> [What is needed]:
Copy the news report below about the six-year-old boy shot near his Elsies River school, reproducing it word for word.

> [Document segment]:
——————————
Cape Town - Please pray that the shooting will stop. This was the request of 6-year-old Jermaine Taylor to a church group who visited him days after he was shot in the arm on the way to his first day of school last week.

His parents have been trying to cheer him up, but he finds the sound of gunfire deeply traumatic.

 “There is only so much we can do,” says Cecilia Taylor, Jermaine’s mother. “Gunshots are loud and the sound travels far.”

When shots crack out in the night, as they did outside the family’s Clarkes Estate flat on Friday, Jermaine looks up in shock and fear. Taylor and her husband Jerome ignore the bangs in an attempt to set their child at ease.

“We try to remain calm. Jerome picked up the remote and put the television’s volume up. It helped to drown the sound of the gunfight outside, if only slightly,” Taylor said.

Jermaine is still recovering at home after being hit by a stray bullet outside the gates of Matroos Holy Trinity RC Primary School in Elsies River last Wednesday.

Instead of spending the first day of Grade 1 in class with his friends, he was taken to Tygerberg Hospital. On Monday, he saw a provincial Education Department psychologist.

“I’m only going back on Monday,” said a smiling Jermaine.

His mother said Jermaine’s apparent cheerfulness belied trauma that had come out in the form of regular tears. When a church group visited Jermaine on Sunday and asked him what he wanted them to pray for, he replied: “I would like to pray that the shooting must stop.”

“That really broke my heart,” said Cecilia Taylor. “It showed us that he understands a lot of what had happened. But, he has also been brave and there are times when he is happy and playing with his little sister.”

A 17-year-old youth was also wounded. This teenager, apparently the target of the attack, gave police the name of the gunman, which led to the arrest of a 27-year-old man.
——————————
> [Given entries]:
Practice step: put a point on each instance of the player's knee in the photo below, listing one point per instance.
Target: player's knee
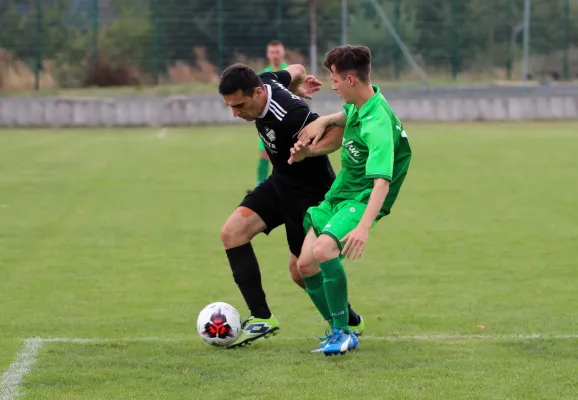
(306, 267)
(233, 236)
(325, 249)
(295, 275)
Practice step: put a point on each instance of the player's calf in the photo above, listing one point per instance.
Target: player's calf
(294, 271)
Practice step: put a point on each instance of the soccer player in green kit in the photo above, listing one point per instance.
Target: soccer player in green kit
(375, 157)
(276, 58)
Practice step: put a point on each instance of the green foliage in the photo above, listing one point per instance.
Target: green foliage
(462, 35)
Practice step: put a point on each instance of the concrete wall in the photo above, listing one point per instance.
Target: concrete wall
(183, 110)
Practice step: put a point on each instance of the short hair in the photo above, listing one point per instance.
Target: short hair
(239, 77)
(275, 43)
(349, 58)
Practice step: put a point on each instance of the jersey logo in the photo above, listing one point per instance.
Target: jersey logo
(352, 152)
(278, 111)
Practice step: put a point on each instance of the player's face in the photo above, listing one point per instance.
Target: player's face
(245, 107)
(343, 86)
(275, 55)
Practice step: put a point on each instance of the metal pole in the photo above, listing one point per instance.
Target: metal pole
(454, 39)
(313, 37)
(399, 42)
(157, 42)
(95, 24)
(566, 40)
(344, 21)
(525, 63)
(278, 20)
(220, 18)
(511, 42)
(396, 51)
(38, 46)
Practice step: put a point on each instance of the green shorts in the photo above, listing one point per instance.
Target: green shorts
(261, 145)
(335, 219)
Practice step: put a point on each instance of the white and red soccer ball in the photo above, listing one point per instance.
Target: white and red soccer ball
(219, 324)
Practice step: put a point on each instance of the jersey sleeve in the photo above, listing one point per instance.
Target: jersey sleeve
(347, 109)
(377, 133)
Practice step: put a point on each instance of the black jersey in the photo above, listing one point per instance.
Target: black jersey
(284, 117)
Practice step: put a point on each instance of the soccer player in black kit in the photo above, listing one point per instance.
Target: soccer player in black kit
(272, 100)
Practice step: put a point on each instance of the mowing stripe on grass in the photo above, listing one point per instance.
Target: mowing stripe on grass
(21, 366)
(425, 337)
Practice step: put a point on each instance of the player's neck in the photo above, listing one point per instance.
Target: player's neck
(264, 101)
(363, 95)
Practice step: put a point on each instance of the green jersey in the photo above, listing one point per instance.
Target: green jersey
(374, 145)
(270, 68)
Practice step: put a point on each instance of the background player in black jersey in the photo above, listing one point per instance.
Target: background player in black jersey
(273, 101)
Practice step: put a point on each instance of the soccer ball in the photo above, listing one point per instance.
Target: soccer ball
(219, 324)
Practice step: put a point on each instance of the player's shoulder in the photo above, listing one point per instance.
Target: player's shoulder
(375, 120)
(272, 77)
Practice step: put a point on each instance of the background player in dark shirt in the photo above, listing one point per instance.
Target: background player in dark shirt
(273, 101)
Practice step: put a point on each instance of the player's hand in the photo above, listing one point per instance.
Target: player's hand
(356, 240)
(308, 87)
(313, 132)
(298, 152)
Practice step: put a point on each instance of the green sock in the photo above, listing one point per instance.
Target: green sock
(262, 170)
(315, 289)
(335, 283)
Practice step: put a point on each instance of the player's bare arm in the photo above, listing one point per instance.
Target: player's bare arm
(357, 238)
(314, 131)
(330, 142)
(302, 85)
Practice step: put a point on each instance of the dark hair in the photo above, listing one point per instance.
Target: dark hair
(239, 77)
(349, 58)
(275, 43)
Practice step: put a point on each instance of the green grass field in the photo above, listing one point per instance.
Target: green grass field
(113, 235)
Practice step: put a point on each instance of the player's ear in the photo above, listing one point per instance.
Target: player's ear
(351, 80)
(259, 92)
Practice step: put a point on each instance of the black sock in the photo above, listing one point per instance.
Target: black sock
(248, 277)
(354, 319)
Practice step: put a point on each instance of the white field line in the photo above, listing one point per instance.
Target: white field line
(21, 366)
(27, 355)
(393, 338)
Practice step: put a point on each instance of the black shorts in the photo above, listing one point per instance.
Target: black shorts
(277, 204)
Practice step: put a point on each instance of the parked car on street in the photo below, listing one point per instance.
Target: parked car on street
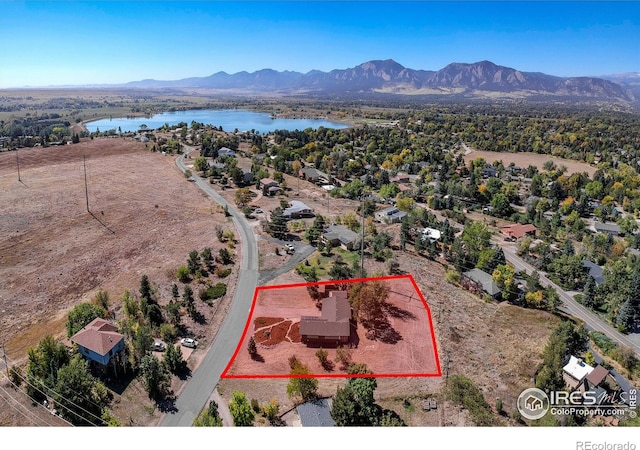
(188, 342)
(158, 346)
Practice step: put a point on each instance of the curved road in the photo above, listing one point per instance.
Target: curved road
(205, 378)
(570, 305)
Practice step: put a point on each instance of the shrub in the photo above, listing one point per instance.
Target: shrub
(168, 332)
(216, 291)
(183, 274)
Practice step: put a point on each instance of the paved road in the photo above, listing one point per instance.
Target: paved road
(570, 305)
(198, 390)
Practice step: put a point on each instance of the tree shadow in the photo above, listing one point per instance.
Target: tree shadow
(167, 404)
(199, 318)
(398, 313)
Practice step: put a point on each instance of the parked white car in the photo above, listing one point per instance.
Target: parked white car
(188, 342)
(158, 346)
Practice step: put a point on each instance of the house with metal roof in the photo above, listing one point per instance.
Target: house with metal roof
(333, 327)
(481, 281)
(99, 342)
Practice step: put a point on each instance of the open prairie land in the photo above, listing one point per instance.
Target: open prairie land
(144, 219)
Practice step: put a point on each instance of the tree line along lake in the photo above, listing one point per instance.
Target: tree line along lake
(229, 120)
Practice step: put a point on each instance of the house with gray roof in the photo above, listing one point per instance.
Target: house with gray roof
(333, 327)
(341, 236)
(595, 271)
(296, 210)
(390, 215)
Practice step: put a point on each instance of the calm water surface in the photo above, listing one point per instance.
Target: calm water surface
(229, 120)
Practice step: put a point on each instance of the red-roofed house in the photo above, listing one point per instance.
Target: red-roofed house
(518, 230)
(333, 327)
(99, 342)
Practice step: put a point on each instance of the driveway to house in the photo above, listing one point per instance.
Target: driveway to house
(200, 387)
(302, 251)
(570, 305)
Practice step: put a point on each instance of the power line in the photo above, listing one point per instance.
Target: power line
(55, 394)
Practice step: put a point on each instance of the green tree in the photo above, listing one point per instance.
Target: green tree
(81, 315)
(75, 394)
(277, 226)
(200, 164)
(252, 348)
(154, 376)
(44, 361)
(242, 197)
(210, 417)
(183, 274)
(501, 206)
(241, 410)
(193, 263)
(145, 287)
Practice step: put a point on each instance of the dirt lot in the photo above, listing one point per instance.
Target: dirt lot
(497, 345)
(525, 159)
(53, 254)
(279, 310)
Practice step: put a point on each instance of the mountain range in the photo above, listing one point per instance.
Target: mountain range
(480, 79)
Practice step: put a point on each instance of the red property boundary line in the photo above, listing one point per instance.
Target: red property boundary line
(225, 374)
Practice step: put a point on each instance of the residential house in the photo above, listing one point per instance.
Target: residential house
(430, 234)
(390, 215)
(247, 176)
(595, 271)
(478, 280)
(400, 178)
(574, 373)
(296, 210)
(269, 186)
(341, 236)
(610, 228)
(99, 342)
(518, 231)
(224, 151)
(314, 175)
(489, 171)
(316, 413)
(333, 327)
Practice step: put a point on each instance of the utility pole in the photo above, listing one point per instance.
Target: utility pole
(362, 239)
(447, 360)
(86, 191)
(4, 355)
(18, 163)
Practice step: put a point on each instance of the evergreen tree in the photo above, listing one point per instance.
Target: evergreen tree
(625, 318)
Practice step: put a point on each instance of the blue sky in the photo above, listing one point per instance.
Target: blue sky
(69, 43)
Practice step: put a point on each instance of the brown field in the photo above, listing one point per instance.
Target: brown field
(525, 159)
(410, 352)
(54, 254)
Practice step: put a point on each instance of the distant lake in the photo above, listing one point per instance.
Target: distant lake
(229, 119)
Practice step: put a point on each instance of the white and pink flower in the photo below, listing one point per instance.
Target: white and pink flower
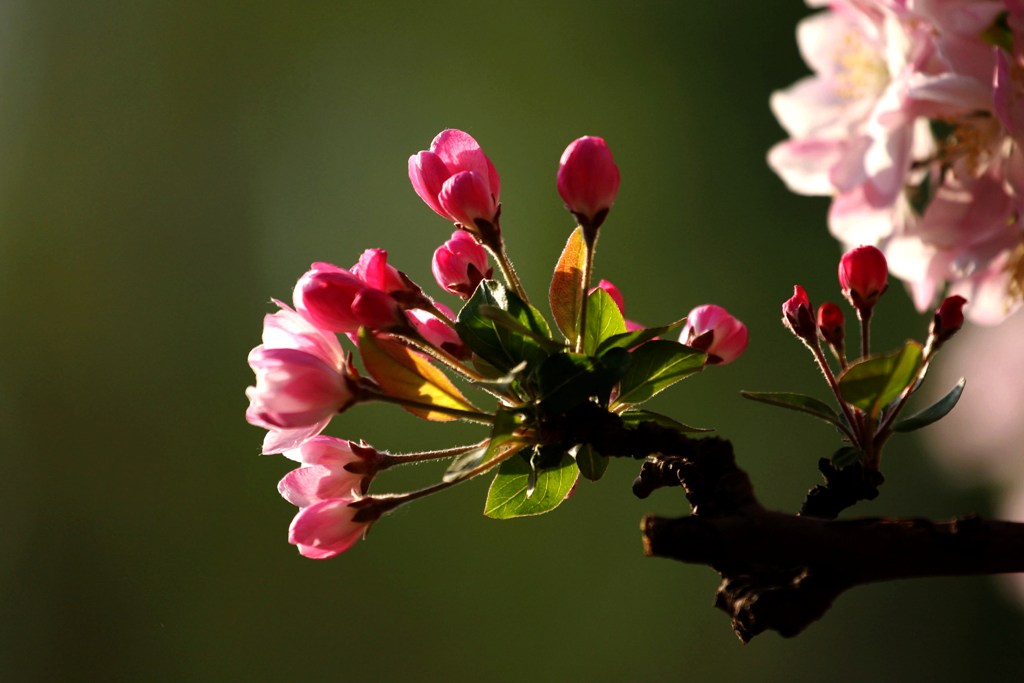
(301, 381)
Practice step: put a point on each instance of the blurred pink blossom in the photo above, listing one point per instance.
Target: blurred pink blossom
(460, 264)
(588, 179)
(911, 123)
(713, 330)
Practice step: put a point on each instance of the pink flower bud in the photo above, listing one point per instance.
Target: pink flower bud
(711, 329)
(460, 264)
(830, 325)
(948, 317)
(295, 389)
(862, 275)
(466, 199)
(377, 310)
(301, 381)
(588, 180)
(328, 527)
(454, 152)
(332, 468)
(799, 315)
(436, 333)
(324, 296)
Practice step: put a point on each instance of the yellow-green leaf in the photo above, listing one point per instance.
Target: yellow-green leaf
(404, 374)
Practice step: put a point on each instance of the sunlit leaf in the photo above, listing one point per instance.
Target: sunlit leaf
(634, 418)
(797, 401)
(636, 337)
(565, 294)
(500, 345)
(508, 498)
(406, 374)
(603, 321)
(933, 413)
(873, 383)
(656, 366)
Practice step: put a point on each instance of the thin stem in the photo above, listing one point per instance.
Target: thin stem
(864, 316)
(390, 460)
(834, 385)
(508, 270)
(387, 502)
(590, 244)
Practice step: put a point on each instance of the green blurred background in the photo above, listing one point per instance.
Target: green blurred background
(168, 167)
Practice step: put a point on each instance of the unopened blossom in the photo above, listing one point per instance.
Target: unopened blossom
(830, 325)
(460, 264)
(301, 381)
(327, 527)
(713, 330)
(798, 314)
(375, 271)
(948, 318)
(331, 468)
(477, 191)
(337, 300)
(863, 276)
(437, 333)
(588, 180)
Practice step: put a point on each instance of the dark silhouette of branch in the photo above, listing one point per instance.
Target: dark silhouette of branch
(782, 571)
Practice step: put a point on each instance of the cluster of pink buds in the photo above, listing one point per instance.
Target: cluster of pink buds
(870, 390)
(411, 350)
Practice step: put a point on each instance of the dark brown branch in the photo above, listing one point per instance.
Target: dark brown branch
——————————
> [Result for this task]:
Cape Town - Please pray that the shooting will stop. This was the request of 6-year-old Jermaine Taylor to a church group who visited him days after he was shot in the arm on the way to his first day of school last week.

His parents have been trying to cheer him up, but he finds the sound of gunfire deeply traumatic.

 “There is only so much we can do,” says Cecilia Taylor, Jermaine’s mother. “Gunshots are loud and the sound travels far.”

When shots crack out in the night, as they did outside the family’s Clarkes Estate flat on Friday, Jermaine looks up in shock and fear. Taylor and her husband Jerome ignore the bangs in an attempt to set their child at ease.

“We try to remain calm. Jerome picked up the remote and put the television’s volume up. It helped to drown the sound of the gunfight outside, if only slightly,” Taylor said.

Jermaine is still recovering at home after being hit by a stray bullet outside the gates of Matroos Holy Trinity RC Primary School in Elsies River last Wednesday.

Instead of spending the first day of Grade 1 in class with his friends, he was taken to Tygerberg Hospital. On Monday, he saw a provincial Education Department psychologist.

“I’m only going back on Monday,” said a smiling Jermaine.

His mother said Jermaine’s apparent cheerfulness belied trauma that had come out in the form of regular tears. When a church group visited Jermaine on Sunday and asked him what he wanted them to pray for, he replied: “I would like to pray that the shooting must stop.”

“That really broke my heart,” said Cecilia Taylor. “It showed us that he understands a lot of what had happened. But, he has also been brave and there are times when he is happy and playing with his little sister.”

A 17-year-old youth was also wounded. This teenager, apparently the target of the attack, gave police the name of the gunman, which led to the arrest of a 27-year-old man.